◆ **Exercise directions**: Your task is to transcribe the entries exactly.

++++ Supplied records

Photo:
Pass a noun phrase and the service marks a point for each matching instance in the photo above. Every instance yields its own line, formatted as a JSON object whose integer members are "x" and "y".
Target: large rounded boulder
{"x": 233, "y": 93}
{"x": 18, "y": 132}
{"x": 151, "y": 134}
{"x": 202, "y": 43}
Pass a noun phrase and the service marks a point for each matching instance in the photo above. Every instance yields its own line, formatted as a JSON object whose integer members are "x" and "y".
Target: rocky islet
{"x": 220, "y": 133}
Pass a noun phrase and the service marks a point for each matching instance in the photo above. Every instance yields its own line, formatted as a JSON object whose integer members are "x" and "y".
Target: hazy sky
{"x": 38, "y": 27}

++++++++

◆ **Task response**:
Photo:
Pass a noun phrase and the service marks a point for each matching instance in the photo above. Every instance yields its own line, formatted as a JSON object whose integer members are "x" and "y".
Target: large rounded boulder
{"x": 233, "y": 93}
{"x": 18, "y": 132}
{"x": 151, "y": 134}
{"x": 202, "y": 43}
Pass a noun phrase and the service marks a point for each matching instance in the photo above. Every instance yields its own line, formatted as a JSON object whose integer members are "x" and "y".
Target: rocky islet
{"x": 220, "y": 133}
Pass a noun phrase and the service marks a point for each matching instance in the photo above. Every instance yields its own line, formatted as a JSON object whose integer members are "x" and "y".
Target: hazy sky
{"x": 38, "y": 27}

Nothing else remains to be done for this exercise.